Work instruction — Write out the listing again, exactly as it appears below.

Available data —
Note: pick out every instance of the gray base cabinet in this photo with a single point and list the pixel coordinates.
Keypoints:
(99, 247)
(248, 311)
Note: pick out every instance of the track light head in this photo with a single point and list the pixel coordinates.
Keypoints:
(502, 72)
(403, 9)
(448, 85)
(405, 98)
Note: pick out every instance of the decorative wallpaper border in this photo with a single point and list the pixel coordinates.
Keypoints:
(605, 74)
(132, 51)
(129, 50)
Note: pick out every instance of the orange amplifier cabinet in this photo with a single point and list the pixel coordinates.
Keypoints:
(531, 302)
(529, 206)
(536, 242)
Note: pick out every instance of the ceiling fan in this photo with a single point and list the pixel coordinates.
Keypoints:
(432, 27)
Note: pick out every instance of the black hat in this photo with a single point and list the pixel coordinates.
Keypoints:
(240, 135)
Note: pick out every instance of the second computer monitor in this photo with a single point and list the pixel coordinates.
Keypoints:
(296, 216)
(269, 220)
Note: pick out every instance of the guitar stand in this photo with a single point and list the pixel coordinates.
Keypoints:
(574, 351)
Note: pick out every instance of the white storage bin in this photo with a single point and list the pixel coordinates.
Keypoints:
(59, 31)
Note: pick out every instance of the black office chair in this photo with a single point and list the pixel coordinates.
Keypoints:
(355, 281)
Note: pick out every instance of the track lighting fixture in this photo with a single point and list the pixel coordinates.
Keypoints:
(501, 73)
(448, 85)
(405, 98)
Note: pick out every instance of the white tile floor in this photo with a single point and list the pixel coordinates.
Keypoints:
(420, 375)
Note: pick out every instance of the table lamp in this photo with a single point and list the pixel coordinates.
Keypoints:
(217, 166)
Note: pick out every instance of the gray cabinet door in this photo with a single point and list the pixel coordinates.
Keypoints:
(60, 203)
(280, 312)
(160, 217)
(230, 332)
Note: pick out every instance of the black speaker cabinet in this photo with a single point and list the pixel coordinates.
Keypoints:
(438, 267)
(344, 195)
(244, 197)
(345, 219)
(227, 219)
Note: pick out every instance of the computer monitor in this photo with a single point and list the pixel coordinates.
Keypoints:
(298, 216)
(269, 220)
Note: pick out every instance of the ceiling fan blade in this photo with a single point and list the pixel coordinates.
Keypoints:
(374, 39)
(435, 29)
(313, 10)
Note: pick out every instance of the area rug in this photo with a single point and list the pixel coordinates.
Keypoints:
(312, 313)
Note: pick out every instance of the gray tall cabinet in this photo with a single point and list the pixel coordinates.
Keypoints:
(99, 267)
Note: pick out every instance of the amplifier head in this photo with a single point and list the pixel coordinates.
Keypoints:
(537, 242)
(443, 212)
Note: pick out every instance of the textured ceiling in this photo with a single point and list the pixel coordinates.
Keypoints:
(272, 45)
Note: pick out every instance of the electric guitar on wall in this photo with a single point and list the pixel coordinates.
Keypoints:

Result below —
Note: pick out every instance of the gray base cabinet in this photo with a single point and list the pixel coordinates.
Keypoints:
(99, 247)
(248, 311)
Note: pick out every instance of the track light head in this photo with a single point and list the pixel coordinates.
Keypoints:
(502, 72)
(403, 9)
(448, 85)
(405, 98)
Note: pick out every instance of the decorative wallpaper border in this photo with a single point and list the pixel coordinates.
Keypoints:
(605, 74)
(132, 51)
(129, 50)
Note: pick out every instance of the orange amplifier cabinet in this photo with a single point and list the pixel coordinates.
Keypoints:
(531, 302)
(529, 206)
(536, 242)
Note: pick out every instance of the ceiling fan in this photo with a single point and list the pixel coordinates.
Keypoints:
(432, 27)
Note: pick out every instance of the black hat in this photo with a single point and list the pixel coordinates.
Keypoints:
(240, 135)
Note: pick out every instance of the second computer monitor in this photo with a single point and list the pixel coordinates.
Keypoints:
(296, 216)
(269, 220)
Note: pick out every instance of the guitar stand in this photo with a single point and list the pixel coordinates.
Keypoints:
(574, 351)
Note: pick out every instance of the white storage bin in this photo with a single point and list the pixel coordinates.
Keypoints:
(59, 31)
Note: pick out every instance of the black office chair in this photo with a single point and list the pixel coordinates.
Keypoints:
(355, 281)
Note: pick out every instance of the track lighting fixture in this photo with a single point and list the pixel coordinates.
Keypoints:
(501, 73)
(448, 85)
(405, 98)
Note: pick out every instance of the white tile floor in this photo with a single point and list the pixel coordinates.
Keypoints:
(420, 375)
Note: pick out every instance of the table lamp in this photo with a single point and list the pixel coordinates.
Keypoints:
(217, 166)
Note: pick out every instance of the gray cabinet door in this photo with a single point and list the pixel coordinates.
Keypoints:
(60, 203)
(280, 312)
(160, 217)
(230, 332)
Note: pick out every instance of the black speaker cabinet in this photo with a single point and list the pixel coordinates.
Keypoints:
(438, 267)
(344, 195)
(244, 197)
(345, 219)
(227, 219)
Note: pick out every instance of the computer monitor in this photo with a single point and list the pixel coordinates.
Keypoints:
(298, 216)
(269, 220)
Note: pick out every instance of the ceiling fan blade in this photo with a single point and list the pixel coordinates.
Keypoints:
(374, 39)
(435, 29)
(313, 10)
Note: pick out every instance of the area rug in this photo with a single point and list the pixel coordinates.
Keypoints:
(312, 313)
Note: pick out every instance of the gray tall cabinet in this photo with a single point and list the pixel coordinates.
Keypoints:
(99, 267)
Note: pick out every instance of the amplifier head in this photo with a single point and list the pixel coordinates.
Keypoints:
(537, 242)
(443, 212)
Note: pick out every instance of the textured ceiling in this photo with a single point and list the pixel coordinates.
Keypoints:
(272, 45)
Note: pick out every instance of the electric guitar on wall in this photo with a single point and list the pixel coordinates.
Keypoints:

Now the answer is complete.